MATERIAL:
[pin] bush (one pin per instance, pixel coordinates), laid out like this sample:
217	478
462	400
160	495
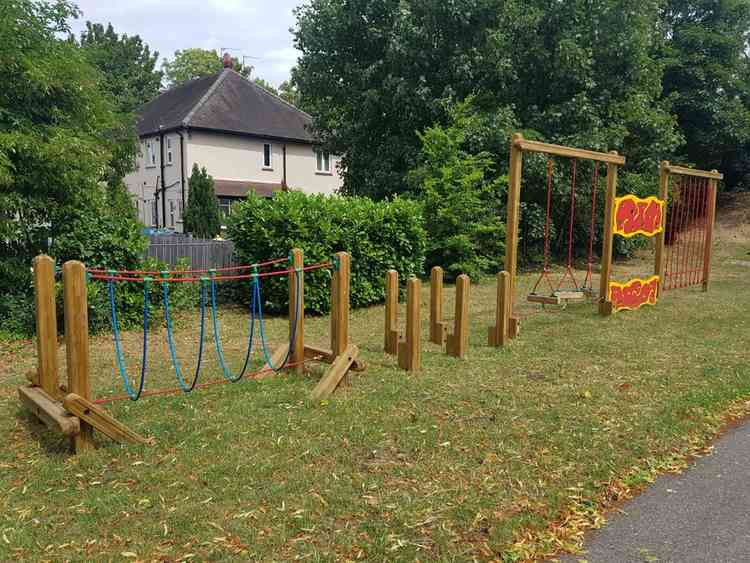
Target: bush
379	236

WORK TO BE COMPLETED:
Reproduce every item above line for line, without any alteration, and omit the pictures from your answer.

OUTPUT OF THE EXERCISE:
[pin] bush (one pin per instance, pixel coordinates), laid out like this sample:
217	478
462	400
160	495
Target: bush
379	236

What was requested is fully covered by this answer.